■ Required work:
Reproduce every line from the first one up to and including the line with "277;458;626;705", keeping all wording as it stands but increasing each bounding-box coordinate by 45.

[Coordinate annotation entries]
+--

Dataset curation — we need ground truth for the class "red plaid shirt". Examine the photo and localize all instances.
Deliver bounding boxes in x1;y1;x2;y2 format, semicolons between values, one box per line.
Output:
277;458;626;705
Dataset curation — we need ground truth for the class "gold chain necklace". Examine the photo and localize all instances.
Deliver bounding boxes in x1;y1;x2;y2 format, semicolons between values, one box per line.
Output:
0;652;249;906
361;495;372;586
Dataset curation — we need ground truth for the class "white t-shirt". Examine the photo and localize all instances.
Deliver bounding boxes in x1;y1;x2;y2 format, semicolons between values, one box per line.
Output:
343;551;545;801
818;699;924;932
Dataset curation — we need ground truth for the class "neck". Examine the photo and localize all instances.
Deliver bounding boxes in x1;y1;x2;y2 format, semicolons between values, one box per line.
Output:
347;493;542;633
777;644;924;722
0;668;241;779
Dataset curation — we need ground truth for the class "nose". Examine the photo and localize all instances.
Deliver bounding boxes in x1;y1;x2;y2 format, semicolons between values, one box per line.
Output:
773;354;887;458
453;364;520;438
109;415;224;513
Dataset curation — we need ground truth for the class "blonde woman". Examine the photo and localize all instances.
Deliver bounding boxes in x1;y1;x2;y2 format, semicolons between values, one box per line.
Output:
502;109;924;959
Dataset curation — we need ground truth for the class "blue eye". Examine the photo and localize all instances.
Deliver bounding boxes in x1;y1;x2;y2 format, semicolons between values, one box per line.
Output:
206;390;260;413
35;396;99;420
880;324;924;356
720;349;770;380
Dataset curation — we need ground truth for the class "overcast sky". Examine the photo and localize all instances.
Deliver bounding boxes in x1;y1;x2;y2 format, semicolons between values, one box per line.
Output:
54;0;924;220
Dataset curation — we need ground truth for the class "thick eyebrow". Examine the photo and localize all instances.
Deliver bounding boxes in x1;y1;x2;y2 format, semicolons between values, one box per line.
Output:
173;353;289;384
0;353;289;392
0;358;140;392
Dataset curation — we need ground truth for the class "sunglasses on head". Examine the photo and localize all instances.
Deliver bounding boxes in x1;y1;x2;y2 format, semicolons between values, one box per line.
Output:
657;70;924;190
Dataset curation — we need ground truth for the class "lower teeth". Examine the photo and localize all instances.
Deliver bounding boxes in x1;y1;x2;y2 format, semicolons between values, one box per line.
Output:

+--

■ Reply to the task:
Dataset curation — we need ground truth for the class "red plaid shirt". Examine the photo and localize all instances.
Deliver bounding boxes in x1;y1;x2;y2 format, semicolons between values, one box per line.
Output:
322;503;671;750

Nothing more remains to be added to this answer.